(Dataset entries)
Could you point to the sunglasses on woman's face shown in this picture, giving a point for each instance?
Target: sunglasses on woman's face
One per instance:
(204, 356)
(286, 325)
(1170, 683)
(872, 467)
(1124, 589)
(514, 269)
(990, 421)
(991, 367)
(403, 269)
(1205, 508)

§ Direction: Please edit the data above so that every "sunglasses" becomes "eyeglasses", with everything else left as it is.

§ Finished answer:
Could you point to the eyeglasses on woman's face shown in this picture, giving a point for each instance?
Target: eyeglasses on woman's face
One per instance:
(204, 356)
(286, 325)
(1170, 683)
(872, 467)
(1124, 589)
(514, 269)
(990, 421)
(991, 367)
(403, 269)
(1205, 508)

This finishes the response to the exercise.